===== ТЕКСТ =====

Телесный опыт будет важен и на другой площадке, оптическом заводе. Это все еще работающее производство, со своей собственной жизнью, мы там появимся на миг. Находясь в выставочном пространстве, которое во всех других отношениях довольно стерильное, можно будет услышать звук машин на заднем плане, что повлияет на восприятие. Этот опыт будет сильно отличаться от привычных заброшенных фабрик или «белых кубов». Еще одна площадка — кинотеатр «Салют», культовое заведение, один из старейших кинотеатров в Европе. Мы хотим видеть там и кинопроекты, и инсталляции, и публичные программы, чтобы здание было живым в разное время суток. Но это не самое простое пространство для искусства, оно очень запутанное, с сумасшедшим планом, без единого прямого угла. Все выбранные площадки — неожиданные места для искусства. В Тейт или МоМА мы переключаемся на определенный режим восприятия. На Уральской биеннале наше внимание будет работать по-другому.

Острогорский: Сочетание темы жестокого обращения с животными и искусства напомнило мне о венском акционизме и о вдохновленных им архитектурных экспериментах, например акциях бюро Coop Himmelb(l)au. Это выглядело радикально, но казалось эффективным способом критики общепринятого понимания отношений пространства и тела. Сегодня мы тоже говорим о необходимости пересмотра этих отношений, о том, чтобы сделать физический опыт актуальным во времена цифровизации. Но также очень боимся кого-либо задеть или обидеть. По сравнению с поколением 1960-х не слишком ли мы мягки, чтобы сделать нечто радикальное?

Киммель: Да, сегодня все стараются быть вежливыми, понимаю, как это важно. Для архитекторов довольно привычно находиться в поле действия капитализма и рынка, поэтому мы можем быть более открытыми к тому, что за любыми решениями стоят двусмысленности и конфликты. Если обратить внимание на сферу искусства, то и там найдутся претензии к любому виду финансирования или сотрудничества с кемто, кто находится вовне. Не бывает «чистых денег», согласны? Надо стараться как можно лучше разобраться в ситуации, что мы и посчитали своим долгом, собравшись курировать биеннале в России. Другая наша задача — предложить нечто, интересное не только нам, но и местному арт-сообществу. Мы постарались выбрать материал и места, которые вызовут дискуссию. Если мы не хотим стать невероятно скучными, нужно бороться с желанием никого не расстраивать. Мы сами выбираем, в какие приключения ввязываться, но, в конце концов, они должны стоить нашего времени, а также времени и труда более чем 50 художников, которых мы отобрали.

=====

ВАШИ ЗАДАНИЯ:
A - Ответьте на вопросы по тексту об Уральской биеннале:
(i) Какая площадка биеннале — всё ещё работающее производство?
(ii) Каким по возрасту кинотеатром в Европе назван кинотеатр «Салют»?
(iii) Сколько художников отобрали кураторы?
B - Отредактируйте фрагмент текста об Уральской биеннале от слов «Острогорский: Сочетание темы» до слов «сделать нечто радикальное?»: замените «физический опыт» на «телесный опыт» и приведите этот фрагмент целиком.
C - Продолжите текст об Уральской биеннале, начиная сразу после его последнего предложения.

===== ЗАПИСИ НАБОРА ДАННЫХ =====

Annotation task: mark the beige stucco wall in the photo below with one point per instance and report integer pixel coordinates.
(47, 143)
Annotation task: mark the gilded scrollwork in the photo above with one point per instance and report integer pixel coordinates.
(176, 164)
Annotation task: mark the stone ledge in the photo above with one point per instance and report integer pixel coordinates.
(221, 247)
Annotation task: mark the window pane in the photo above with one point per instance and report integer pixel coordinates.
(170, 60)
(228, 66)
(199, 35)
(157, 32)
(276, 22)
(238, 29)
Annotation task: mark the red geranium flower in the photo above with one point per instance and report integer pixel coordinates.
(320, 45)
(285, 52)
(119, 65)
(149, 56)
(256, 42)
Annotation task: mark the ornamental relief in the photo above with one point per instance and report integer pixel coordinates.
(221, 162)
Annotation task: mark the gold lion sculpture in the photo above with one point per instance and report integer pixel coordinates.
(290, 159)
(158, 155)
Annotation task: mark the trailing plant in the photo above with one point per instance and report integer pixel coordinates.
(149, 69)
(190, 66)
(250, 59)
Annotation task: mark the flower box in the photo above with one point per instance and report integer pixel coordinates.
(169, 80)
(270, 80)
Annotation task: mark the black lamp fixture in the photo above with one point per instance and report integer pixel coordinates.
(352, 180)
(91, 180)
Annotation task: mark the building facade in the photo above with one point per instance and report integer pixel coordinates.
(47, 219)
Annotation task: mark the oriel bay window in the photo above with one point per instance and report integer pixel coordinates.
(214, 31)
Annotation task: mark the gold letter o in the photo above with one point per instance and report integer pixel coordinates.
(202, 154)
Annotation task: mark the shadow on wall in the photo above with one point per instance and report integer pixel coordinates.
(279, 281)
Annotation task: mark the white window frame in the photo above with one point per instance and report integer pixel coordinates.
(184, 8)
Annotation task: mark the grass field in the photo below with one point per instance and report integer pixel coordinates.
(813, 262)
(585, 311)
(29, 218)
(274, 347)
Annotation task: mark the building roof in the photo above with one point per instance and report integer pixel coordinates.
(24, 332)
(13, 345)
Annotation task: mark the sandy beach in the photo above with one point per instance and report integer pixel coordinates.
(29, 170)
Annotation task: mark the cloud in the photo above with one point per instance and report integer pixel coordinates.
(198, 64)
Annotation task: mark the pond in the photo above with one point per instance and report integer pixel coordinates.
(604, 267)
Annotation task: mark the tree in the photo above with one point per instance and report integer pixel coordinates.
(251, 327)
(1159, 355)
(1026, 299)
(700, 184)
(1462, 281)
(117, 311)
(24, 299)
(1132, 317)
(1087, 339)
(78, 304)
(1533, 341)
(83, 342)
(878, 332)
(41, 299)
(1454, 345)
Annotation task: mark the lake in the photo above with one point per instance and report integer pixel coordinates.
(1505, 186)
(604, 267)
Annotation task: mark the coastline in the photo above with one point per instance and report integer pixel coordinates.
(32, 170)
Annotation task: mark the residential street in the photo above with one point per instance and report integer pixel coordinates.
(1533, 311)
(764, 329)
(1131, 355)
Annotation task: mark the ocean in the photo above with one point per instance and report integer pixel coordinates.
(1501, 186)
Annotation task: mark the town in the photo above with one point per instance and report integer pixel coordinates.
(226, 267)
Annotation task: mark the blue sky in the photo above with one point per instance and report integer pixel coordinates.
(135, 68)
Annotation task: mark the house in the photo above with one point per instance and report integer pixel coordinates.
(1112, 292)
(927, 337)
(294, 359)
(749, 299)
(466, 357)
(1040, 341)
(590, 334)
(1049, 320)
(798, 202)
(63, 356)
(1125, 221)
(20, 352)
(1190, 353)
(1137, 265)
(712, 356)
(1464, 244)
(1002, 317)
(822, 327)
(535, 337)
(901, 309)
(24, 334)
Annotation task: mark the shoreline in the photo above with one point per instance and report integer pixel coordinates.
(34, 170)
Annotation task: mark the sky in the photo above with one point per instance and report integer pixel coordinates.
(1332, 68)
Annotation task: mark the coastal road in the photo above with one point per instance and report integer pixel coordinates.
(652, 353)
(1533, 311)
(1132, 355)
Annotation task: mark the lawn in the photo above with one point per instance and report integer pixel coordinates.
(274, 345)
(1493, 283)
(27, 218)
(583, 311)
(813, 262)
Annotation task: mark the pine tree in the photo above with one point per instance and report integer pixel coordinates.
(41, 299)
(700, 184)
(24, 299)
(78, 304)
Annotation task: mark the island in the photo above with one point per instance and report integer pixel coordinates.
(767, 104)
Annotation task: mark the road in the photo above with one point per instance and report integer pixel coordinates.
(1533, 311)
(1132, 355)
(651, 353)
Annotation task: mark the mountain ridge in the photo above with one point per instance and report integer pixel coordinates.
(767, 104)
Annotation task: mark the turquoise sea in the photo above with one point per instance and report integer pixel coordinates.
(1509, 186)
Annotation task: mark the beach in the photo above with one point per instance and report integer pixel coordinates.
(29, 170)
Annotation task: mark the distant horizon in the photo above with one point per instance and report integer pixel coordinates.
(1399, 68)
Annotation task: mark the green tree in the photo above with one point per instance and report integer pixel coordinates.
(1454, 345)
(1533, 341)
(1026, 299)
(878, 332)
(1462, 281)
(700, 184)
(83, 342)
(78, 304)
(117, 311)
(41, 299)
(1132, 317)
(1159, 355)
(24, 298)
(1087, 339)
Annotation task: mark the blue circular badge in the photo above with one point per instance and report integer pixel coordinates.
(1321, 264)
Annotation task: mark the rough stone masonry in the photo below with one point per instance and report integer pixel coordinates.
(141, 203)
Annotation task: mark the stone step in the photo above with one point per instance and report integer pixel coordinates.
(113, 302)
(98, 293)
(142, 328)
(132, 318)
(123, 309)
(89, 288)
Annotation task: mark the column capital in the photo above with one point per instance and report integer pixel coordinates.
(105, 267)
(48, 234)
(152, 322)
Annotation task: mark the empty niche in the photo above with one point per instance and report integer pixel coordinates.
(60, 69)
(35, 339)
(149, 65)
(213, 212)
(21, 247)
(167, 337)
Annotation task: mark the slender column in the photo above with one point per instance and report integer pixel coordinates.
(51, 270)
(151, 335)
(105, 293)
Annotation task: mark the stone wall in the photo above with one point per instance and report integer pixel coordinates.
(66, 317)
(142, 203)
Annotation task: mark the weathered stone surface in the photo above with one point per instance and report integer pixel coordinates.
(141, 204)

=====

ОТВЕТЫ:
A -
(i) Оптический завод.
(ii) Одним из старейших кинотеатров в Европе.
(iii) Более 50 художников.

B -
Острогорский: Сочетание темы жестокого обращения с животными и искусства напомнило мне о венском акционизме и о вдохновленных им архитектурных экспериментах, например акциях бюро Coop Himmelb(l)au. Это выглядело радикально, но казалось эффективным способом критики общепринятого понимания отношений пространства и тела. Сегодня мы тоже говорим о необходимости пересмотра этих отношений, о том, чтобы сделать телесный опыт актуальным во времена цифровизации. Но также очень боимся кого-либо задеть или обидеть. По сравнению с поколением 1960-х не слишком ли мы мягки, чтобы сделать нечто радикальное?

C -
Острогорский: Архитекторы, кстати, лучше других умеют защитить себя от конфликтов, потому что обычно находятся на порядочном расстоянии от публики. Вы переключились на современное искусство, чтобы обрести более тесный контакт с реальностью?

Киммель: Так ведь я остаюсь архитектором. Сейчас я живу в Берлине, у меня проекты в Париже, Лондоне, Шанхае, Греции, Нью-Йорке. Увы, это не значит, что я круглый год в путешествиях и только и успеваю что закачать картинки в Instagram. В моей профессии много физического труда. Работа над некоторыми проектами иногда идет так долго, что мне пришлось научиться поддерживать интерес к ним, снова и снова возвращаясь к идее или картинке, которые появились в самом начале. И, конечно же, мне помогает общение с коллегами, клиентами, строителями, мастерами. Особенно если они— эксперты в своих областях. Ведь мы, архитекторы, ни в чем определенном не разбираемся, хотя знаем немного о многих вещах. Так что меня вдохновляет контакт с моими сокураторами и, конечно же, я, как и мы все, жду реакции аудитории.

Острогорский: Концептуальный аспект искусства интересует вас так же, как материальный?

Киммель: В прошлом году и в процессе изучения заявок, поданных на опен-колл я понял, что нужно больше ценить материальный аспект. Материальность художественного произведения и телесное взаимодействие с ним противостоят тому уровню абстракции, в котором через запятую упоминается несколько концепций, и каждая столь огромна, что работой с ней можно занять целый институт. Несмотря на все существующие трудности, мы не хотели делать биеннале виртуальной. Наша точка отсчета— это люди, собравшиеся в конкретном пространстве, чтобы вместе пережить конкретную встречу с искусством. Поэтому нас так интересует перформанс как способ «тронуть, не касаясь». Еще мы с самого начала думали о пространстве искусства как об убежище, эта идея стала еще актуальнее в пандемию. Нас интересуют живые тела из плоти и крови, которые находятся вместе в каком-то пространстве, в котором в этот же момент присутствует искусство.

Острогорский: Как вы переживаете пространства Екатеринбурга и России?

Киммель: Екатеринбург — место уникальное: город кажется большим, а на самом деле довольно маленький. Он немного напомнил мне Тель-Авив, откуда я родом. Его конструктивистские памятники очень интересны. Мне нравятся проекты, которые пытаются без ностальгии исследовать возможности приспособления архитектурного наследия или его повторного использования, иногда даже намеренно «неправильного». Также важно, что мы находимся вдали от Москвы, есть что-то приятное в том, чтобы держаться на расстоянии и с дистанции смотреть на русскую культуру в настоящем моменте. Чтобы укрепить связь с Россией, чтобы начать разговор с местным художественным сообществом и чтобы наш проект укоренился в местной культуре, мы выбрали две «отцовские фигуры» — Малевича и Замятина.

Острогорский: Любопытный выбор — Малевич пытается выйти за пределы физического мира, а Замятин сосредоточен на теле и интимности. Как вам удается жонглировать этими фигурами и их идеями?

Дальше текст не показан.